# On Star disable and GPS transmission of car data



## GoldenCruze (Dec 18, 2011)

If you don't want the service, then you should have had the dealer not start it. As it is, you might try contacting and ask them to cancel the service. To answer your main question, I don't how the hardware and software are set up. I'll be interested to learn. Read the Terms and Conditions for OnStar, a copy of which you should have in your car. Here's the link- https://www.onstar.com/web/portal/termsconditions And you could try asking OnStar if they continue to monitor your car if you have no agreement with them.


----------



## cruzers (Dec 13, 2010)

Why did you buy the car knowingly, it came with onstar?


----------



## Aeroscout977 (Nov 25, 2010)

cruzers said:


> Why did you buy the car knowingly, it came with onstar?

-- AIM 1 --
Reproduce the records below line for line, leaving out the pictures.

-- INPUT ROWS --
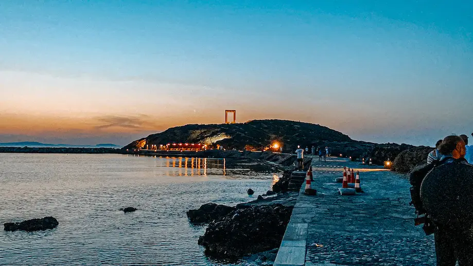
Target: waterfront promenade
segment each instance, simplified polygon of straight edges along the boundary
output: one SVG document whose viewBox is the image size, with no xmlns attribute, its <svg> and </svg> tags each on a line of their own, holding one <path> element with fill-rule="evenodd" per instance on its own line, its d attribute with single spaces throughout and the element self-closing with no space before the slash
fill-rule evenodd
<svg viewBox="0 0 473 266">
<path fill-rule="evenodd" d="M 303 185 L 275 266 L 435 264 L 433 235 L 413 224 L 407 179 L 343 158 L 312 165 L 318 194 Z M 344 166 L 360 171 L 364 193 L 338 194 Z"/>
</svg>

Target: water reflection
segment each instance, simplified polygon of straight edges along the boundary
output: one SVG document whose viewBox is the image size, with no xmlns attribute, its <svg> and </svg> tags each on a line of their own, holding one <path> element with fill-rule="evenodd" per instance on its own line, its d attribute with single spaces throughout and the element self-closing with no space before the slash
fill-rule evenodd
<svg viewBox="0 0 473 266">
<path fill-rule="evenodd" d="M 59 220 L 46 232 L 0 230 L 0 265 L 13 266 L 222 266 L 204 256 L 205 227 L 186 211 L 248 201 L 248 188 L 262 194 L 274 180 L 254 162 L 117 154 L 0 154 L 0 224 Z M 118 210 L 127 206 L 138 210 Z"/>
<path fill-rule="evenodd" d="M 266 174 L 266 179 L 269 178 L 267 174 L 273 174 L 273 183 L 279 179 L 277 174 L 273 174 L 275 171 L 273 168 L 244 160 L 154 156 L 152 157 L 156 159 L 156 167 L 167 168 L 166 174 L 169 176 L 212 175 L 235 178 L 236 175 L 249 174 L 250 172 L 253 174 L 253 172 L 257 172 Z M 276 176 L 275 180 L 274 176 Z"/>
</svg>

-- AIM 2 --
Carry on the OnStar forum thread from the point where it stops.

-- FINAL ANSWER 1 --
Target: waterfront promenade
segment each instance, simplified polygon of straight edges along the boundary
output: one SVG document whose viewBox is the image size, with no xmlns attribute, its <svg> and </svg> tags each on a line of their own, holding one <path> element with fill-rule="evenodd" per instance on its own line, its d attribute with single spaces throughout and the element self-closing with no space before the slash
fill-rule evenodd
<svg viewBox="0 0 473 266">
<path fill-rule="evenodd" d="M 303 185 L 275 266 L 435 264 L 433 235 L 413 224 L 407 179 L 343 158 L 312 165 L 318 194 Z M 344 166 L 360 171 L 364 193 L 338 194 Z"/>
</svg>

Target: water reflection
segment each instance, simplified polygon of straight edges along the boundary
output: one SVG document whose viewBox is the image size, with no xmlns attribute, its <svg> and </svg> tags each on a line of their own, holding one <path> element with fill-rule="evenodd" per instance on its own line, its d attribute with single spaces throughout and the element self-closing with no space before the slash
fill-rule evenodd
<svg viewBox="0 0 473 266">
<path fill-rule="evenodd" d="M 59 220 L 46 232 L 0 230 L 0 265 L 13 266 L 222 266 L 204 256 L 205 227 L 186 211 L 248 201 L 248 188 L 262 194 L 274 180 L 254 162 L 117 154 L 0 154 L 0 224 Z M 118 210 L 127 206 L 138 210 Z"/>
<path fill-rule="evenodd" d="M 266 174 L 266 179 L 269 178 L 267 174 L 273 174 L 273 183 L 279 179 L 277 174 L 273 174 L 275 171 L 273 168 L 244 160 L 154 156 L 152 157 L 156 159 L 156 167 L 167 168 L 166 174 L 169 176 L 212 175 L 235 178 L 236 175 L 249 174 L 250 172 L 253 174 L 253 172 L 257 172 Z M 276 176 L 275 180 L 274 176 Z"/>
</svg>

-- FINAL ANSWER 2 --
Don't all new GM cars come with the hardware already installed? Also to the OP; if you do a search here you will find a handful if threads that explain how to accomplish the goals you seek


----------



## newcruzer17 (Feb 8, 2012)

Thanks Aeroscoutt977, they do all come with the hardware. Unless you order one from the factory. You have no choice.
There is something insidious about collecting data on how fast you drive, where, with or without seatbelts, etc. It is none of Government Motors business. Nice car though! Has I been given the option, I would not have had the equipment installed.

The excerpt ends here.